- Task inputs -

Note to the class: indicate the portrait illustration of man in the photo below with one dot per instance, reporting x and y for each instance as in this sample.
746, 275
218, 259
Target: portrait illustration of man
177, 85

- Your objective -
Please give every line of the items above as a JSON list of strings, one string per line, leaving out blank lines.

- Answer to the exercise -
[
  "Note to the class: indicate the portrait illustration of man in the photo below with one dot per instance, reporting x and y for each instance as in this sample.",
  "746, 275",
  "218, 259",
  "Target: portrait illustration of man",
  "177, 85"
]